BREVE ESERCIZIO 1:
Nel brano sul tardo impero, riscrivi il tratto che va da "Il Girolamo, betlemita, è" a "Ritorno del Signore.", entrambi compresi, mettendo "Gerolamo" al posto di "Girolamo".

^^^^^^^^^^^^^^^^

Il Girolamo, betlemita, è convinto del ritorno del signore, della parousia: la divisione dell’impero in due sfere, dopo la morte di Teodosio, la pressione barbarica, la vittoria cristiana in tutta l’ecumene ellenistico, la dogmatizzazione evangelica ormai radicata dopo il concilio di Costantinopoli, ( Lui era lì, presente accanto a Gregorio, presso cui studiava greco) sono segni di un progressivo avvento del Signore.
Questo clima prepara e giustifica i tempi nuovi cristiani, che sono tempi di reazione antipagana e il grave integralismo religioso, imposto dall’élite monastica, specie in Oriente, dove sono più chiari i segni di un Ritorno del Signore.
Allora le persecuzioni antipagane, l’irrigidimento del credo nei confronti degli eretici, la ricerca di una sola fides diventano urgenze in un clima bigotto, di cui è emblema la corte di Costantinopoli, dove alla morte dell’imperatore Arcadio, nel corso della reggenza per la minore età di Teodosio II, sempre più si avverte il senso della fine con l’avvento di una mentalità basata sul celibato e sulla verginità, instaurata da Pulcheria e dal suo team, che dominerà anche nel corso del regno del fratello.
In Occidente, con Roma abbandonata, mentre Ravenna viene potenziata e resa capitale, si determina un nuovo corso storico, in cui autorità religiosa ed autorità politica in conflitto saranno gli aghi di una nuova politica, che minerà la compattezza istituzionale occidentale, dove il pontificato romano comincerà la sua reale ascesa, già con la potente figura di Damaso, nonostante la sua oscura immagine, specie in senso finanziario e bancario.

^^^^^^^^^^^^^^^^

BREVE ESERCIZIO 2:
Riporta tutte le righe dell'elenco qui sotto in una tabella Markdown con le colonne N. e Riga, dove N. è il numero della riga e Riga è la riga stessa. Lascia fuori le righe vuote.

Elenco dei posizionamenti dei punti
^^^^^^^^^^^^^^^^

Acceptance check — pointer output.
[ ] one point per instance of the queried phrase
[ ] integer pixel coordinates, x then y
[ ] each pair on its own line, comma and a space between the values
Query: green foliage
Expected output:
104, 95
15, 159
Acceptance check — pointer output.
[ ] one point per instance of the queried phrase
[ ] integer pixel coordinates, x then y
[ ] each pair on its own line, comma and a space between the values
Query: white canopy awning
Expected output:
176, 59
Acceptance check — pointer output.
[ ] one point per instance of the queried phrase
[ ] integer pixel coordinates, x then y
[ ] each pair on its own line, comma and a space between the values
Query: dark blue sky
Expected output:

^^^^^^^^^^^^^^^^

RISULTATO 1:
Il Gerolamo, betlemita, è convinto del ritorno del signore, della parousia: la divisione dell’impero in due sfere, dopo la morte di Teodosio, la pressione barbarica, la vittoria cristiana in tutta l’ecumene ellenistico, la dogmatizzazione evangelica ormai radicata dopo il concilio di Costantinopoli, ( Lui era lì, presente accanto a Gregorio, presso cui studiava greco) sono segni di un progressivo avvento del Signore.
Questo clima prepara e giustifica i tempi nuovi cristiani, che sono tempi di reazione antipagana e il grave integralismo religioso, imposto dall’élite monastica, specie in Oriente, dove sono più chiari i segni di un Ritorno del Signore.

RISULTATO 2:
| N. | Riga |
|---|---|
| 1 | Acceptance check — pointer output. |
| 2 | [ ] one point per instance of the queried phrase |
| 3 | [ ] integer pixel coordinates, x then y |
| 4 | [ ] each pair on its own line, comma and a space between the values |
| 5 | Query: green foliage |
| 6 | Expected output: |
| 7 | 104, 95 |
| 8 | 15, 159 |
| 9 | Acceptance check — pointer output. |
| 10 | [ ] one point per instance of the queried phrase |
| 11 | [ ] integer pixel coordinates, x then y |
| 12 | [ ] each pair on its own line, comma and a space between the values |
| 13 | Query: white canopy awning |
| 14 | Expected output: |
| 15 | 176, 59 |
| 16 | Acceptance check — pointer output. |
| 17 | [ ] one point per instance of the queried phrase |
| 18 | [ ] integer pixel coordinates, x then y |
| 19 | [ ] each pair on its own line, comma and a space between the values |
| 20 | Query: dark blue sky |
| 21 | Expected output: |